Exercise details: The expected answer is every line of the material that contains the word "below".

Dataset content:
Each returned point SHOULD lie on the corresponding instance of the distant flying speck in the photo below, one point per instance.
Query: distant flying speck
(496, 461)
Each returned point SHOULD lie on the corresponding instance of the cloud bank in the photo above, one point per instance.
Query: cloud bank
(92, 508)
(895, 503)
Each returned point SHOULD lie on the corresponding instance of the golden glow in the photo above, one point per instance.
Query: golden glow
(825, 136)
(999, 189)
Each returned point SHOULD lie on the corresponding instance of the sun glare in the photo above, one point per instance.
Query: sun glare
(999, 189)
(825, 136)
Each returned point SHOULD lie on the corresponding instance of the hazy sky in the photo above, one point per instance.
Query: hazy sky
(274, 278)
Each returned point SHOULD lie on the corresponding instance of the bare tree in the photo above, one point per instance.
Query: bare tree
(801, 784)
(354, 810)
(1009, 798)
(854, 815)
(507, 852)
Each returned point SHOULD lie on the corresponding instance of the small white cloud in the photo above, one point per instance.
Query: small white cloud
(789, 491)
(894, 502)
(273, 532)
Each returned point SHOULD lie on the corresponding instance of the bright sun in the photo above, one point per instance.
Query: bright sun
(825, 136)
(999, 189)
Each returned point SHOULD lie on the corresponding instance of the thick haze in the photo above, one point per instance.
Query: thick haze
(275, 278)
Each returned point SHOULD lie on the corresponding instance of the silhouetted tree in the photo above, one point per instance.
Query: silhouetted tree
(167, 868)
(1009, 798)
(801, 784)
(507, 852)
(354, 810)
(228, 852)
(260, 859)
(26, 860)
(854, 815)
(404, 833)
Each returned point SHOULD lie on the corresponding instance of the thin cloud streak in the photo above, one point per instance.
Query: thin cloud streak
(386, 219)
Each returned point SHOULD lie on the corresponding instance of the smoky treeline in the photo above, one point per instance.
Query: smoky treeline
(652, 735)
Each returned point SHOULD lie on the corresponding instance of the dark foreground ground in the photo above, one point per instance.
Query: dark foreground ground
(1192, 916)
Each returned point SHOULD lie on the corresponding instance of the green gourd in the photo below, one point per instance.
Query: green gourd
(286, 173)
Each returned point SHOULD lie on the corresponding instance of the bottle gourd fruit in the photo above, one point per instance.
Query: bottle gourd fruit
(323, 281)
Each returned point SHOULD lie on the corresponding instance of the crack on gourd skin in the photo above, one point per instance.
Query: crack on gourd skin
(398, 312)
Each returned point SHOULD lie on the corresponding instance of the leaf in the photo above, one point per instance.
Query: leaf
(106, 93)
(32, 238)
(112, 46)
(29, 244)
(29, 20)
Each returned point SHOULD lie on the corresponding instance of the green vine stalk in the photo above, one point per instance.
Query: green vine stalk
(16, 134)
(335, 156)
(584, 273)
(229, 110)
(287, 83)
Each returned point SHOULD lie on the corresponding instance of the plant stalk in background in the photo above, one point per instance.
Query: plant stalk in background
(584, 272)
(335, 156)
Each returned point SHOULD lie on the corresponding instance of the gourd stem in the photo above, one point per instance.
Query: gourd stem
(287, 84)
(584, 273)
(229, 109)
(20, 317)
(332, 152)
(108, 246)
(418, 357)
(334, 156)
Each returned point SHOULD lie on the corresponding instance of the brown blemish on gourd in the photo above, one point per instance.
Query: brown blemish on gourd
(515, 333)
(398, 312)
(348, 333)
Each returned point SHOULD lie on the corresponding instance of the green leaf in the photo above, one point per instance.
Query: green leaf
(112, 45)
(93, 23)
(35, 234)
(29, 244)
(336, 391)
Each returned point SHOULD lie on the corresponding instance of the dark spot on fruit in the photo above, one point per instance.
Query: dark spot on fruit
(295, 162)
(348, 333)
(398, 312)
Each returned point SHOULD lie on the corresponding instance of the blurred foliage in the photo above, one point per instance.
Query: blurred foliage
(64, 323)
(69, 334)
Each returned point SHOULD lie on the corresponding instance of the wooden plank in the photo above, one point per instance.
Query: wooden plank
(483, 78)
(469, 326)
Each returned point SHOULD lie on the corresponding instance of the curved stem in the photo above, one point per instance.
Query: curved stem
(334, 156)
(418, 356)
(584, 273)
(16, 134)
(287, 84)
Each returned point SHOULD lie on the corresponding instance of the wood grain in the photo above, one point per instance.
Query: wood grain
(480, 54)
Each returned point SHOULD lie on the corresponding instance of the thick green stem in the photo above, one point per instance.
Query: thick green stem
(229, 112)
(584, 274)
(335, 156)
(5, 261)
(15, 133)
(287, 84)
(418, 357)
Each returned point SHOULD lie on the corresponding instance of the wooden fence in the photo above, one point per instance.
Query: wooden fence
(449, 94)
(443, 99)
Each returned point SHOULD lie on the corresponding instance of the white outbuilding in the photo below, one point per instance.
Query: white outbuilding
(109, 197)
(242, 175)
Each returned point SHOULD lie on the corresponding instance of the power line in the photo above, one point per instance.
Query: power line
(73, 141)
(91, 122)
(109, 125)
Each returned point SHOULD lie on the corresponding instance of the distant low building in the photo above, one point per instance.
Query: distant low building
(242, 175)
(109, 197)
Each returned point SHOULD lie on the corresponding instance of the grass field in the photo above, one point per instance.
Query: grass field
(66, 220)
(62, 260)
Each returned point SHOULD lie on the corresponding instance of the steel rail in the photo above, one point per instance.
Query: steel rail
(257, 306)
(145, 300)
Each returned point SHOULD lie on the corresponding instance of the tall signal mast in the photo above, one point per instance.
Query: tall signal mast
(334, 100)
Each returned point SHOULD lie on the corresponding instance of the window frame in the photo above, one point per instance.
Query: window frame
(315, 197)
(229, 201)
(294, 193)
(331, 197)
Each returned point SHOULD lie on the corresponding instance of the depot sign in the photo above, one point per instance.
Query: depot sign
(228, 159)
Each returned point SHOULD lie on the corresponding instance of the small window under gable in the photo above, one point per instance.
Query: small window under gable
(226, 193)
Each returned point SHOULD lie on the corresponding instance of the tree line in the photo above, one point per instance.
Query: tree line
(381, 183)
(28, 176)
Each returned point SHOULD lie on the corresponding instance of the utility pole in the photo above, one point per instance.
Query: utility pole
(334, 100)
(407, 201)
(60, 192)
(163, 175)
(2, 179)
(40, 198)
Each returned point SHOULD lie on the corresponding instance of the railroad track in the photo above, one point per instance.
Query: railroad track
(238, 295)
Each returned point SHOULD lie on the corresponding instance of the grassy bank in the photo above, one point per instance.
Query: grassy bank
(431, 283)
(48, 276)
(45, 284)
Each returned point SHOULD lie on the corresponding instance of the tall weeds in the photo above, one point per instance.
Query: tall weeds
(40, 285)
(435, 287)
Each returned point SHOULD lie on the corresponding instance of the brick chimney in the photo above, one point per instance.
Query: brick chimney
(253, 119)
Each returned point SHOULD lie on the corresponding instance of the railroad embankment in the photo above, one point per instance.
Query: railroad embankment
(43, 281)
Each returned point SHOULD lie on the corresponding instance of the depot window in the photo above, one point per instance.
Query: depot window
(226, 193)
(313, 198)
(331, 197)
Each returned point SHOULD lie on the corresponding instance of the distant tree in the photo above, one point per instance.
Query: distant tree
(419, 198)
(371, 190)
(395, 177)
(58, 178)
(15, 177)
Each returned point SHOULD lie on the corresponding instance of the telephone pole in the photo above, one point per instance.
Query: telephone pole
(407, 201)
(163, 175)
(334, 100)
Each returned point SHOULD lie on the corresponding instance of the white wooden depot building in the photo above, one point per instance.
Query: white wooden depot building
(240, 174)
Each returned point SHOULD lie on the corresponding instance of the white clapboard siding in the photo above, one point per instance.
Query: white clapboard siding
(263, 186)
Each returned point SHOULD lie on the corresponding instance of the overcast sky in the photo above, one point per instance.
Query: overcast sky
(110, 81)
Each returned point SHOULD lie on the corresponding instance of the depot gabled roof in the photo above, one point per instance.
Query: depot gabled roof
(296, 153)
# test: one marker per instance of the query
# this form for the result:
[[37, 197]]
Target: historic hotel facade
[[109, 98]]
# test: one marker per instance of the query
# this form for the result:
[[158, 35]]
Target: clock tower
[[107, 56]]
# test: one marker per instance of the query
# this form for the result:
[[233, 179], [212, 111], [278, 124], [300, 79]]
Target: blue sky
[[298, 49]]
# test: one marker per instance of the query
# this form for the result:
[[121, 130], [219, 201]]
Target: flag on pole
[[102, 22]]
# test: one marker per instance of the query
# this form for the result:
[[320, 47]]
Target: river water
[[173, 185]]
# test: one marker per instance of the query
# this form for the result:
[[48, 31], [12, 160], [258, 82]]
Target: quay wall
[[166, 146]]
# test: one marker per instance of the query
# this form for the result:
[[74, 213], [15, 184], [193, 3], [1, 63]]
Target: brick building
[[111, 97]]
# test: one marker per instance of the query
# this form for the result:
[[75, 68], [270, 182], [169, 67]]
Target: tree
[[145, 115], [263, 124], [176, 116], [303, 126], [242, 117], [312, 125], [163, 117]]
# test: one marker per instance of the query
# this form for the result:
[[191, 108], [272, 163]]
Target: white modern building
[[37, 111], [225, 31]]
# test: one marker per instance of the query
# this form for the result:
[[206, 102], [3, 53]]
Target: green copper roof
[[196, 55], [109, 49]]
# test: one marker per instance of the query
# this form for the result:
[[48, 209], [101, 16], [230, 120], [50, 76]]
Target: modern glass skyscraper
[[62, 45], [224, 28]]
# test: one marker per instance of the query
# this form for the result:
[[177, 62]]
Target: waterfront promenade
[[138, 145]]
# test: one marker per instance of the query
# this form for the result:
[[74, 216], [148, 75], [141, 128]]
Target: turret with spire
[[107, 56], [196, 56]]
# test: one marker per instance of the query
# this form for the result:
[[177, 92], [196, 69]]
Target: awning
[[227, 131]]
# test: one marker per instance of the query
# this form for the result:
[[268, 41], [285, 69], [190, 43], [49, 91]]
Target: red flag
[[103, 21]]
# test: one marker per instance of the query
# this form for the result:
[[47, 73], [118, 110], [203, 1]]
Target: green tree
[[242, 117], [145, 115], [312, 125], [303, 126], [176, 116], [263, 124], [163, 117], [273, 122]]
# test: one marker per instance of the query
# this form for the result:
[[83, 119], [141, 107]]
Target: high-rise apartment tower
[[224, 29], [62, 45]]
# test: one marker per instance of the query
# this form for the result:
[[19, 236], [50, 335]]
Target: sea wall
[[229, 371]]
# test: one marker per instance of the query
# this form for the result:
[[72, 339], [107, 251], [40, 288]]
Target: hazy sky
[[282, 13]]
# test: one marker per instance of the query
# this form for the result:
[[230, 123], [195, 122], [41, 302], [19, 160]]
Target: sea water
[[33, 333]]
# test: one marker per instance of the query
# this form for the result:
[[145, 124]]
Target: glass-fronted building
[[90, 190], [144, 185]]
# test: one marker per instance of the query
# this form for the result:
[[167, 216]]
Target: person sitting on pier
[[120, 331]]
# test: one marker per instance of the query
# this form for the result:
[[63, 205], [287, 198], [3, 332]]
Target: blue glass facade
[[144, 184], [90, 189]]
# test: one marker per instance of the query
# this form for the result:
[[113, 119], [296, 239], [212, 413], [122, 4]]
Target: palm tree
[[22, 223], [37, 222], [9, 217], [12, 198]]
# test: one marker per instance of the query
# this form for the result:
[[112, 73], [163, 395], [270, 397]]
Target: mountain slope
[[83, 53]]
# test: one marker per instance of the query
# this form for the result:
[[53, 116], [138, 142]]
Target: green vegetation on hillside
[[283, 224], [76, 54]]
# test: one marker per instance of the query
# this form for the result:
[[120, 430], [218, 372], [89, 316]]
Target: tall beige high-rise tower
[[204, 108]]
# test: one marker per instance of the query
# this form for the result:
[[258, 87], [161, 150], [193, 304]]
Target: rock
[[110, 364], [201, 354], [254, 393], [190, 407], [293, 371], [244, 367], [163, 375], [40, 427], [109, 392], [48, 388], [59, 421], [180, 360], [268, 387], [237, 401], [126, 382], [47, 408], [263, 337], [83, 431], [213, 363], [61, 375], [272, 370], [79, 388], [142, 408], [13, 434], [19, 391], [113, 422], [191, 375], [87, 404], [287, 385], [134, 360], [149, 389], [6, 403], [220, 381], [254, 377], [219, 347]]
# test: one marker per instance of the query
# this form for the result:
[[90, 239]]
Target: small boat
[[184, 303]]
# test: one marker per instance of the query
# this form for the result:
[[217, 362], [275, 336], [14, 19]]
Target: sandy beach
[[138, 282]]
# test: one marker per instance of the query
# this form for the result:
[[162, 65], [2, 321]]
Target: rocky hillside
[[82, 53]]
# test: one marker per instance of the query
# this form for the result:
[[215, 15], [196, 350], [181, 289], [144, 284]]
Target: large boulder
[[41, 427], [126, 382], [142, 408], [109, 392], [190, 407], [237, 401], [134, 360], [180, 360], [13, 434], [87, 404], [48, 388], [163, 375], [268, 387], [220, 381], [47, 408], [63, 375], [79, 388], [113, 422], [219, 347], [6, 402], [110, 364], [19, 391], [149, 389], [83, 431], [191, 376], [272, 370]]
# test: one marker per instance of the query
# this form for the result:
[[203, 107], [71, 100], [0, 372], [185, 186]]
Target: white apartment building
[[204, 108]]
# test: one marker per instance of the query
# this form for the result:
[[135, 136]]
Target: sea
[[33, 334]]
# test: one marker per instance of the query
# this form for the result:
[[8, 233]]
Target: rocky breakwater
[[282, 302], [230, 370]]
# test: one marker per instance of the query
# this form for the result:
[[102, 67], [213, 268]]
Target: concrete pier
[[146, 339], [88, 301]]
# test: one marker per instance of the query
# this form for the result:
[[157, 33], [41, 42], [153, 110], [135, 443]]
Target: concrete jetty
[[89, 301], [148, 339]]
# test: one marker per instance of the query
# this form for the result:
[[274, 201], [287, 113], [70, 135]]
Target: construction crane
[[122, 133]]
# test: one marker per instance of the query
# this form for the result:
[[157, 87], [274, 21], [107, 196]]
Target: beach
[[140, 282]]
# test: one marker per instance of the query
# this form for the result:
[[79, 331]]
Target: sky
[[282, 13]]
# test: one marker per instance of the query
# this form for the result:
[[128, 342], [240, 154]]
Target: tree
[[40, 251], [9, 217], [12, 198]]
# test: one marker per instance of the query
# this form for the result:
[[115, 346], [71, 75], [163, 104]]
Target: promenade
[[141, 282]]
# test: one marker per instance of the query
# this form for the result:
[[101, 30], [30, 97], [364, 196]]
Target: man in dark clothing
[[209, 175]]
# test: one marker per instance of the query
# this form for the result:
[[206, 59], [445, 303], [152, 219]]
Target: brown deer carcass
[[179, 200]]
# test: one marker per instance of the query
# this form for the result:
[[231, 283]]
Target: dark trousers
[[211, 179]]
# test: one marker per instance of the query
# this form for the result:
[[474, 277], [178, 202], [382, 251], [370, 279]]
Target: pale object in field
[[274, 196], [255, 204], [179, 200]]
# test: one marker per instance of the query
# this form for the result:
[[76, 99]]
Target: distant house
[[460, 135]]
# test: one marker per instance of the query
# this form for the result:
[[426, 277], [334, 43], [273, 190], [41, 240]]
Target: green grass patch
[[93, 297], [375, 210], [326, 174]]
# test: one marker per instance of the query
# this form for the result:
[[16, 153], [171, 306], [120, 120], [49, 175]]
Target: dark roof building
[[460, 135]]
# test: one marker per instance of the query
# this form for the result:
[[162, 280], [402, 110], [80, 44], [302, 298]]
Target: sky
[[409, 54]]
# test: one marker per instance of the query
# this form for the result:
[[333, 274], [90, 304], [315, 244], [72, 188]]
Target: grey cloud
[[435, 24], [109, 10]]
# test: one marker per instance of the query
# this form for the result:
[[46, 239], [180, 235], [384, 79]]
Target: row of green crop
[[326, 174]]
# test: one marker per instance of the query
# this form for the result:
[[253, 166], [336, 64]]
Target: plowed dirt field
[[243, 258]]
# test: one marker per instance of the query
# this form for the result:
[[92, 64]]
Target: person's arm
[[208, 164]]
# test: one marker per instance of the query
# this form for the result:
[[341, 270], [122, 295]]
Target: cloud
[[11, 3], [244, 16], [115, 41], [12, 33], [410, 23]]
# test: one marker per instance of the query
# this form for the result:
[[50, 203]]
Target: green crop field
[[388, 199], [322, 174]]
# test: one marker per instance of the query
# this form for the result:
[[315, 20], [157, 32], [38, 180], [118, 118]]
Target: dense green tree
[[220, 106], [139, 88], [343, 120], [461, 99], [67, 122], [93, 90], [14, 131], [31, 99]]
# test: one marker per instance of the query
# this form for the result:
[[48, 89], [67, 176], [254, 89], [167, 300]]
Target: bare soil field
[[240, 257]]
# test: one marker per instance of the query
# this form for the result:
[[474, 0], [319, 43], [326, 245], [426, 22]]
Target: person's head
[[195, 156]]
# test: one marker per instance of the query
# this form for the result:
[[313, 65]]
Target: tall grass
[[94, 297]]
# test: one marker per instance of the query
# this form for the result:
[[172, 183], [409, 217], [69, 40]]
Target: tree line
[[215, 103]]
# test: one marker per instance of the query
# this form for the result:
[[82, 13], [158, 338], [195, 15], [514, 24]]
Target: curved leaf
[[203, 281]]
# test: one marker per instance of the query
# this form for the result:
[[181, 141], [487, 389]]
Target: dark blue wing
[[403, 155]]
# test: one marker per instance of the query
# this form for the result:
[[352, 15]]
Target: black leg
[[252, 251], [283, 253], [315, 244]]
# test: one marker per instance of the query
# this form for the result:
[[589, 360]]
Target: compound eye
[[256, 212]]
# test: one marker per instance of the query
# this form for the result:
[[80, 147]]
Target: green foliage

Answer for the task:
Each returned point SHOULD lie on the corresponding instance of the distant flying speck in the photo below, one point per instance.
Each returned point SHOULD lie on the corresponding instance of the green gourd in the photo below, one point per instance.
Each returned point SHOULD lie on the corresponding instance of the white outbuilding in the photo below, one point per instance.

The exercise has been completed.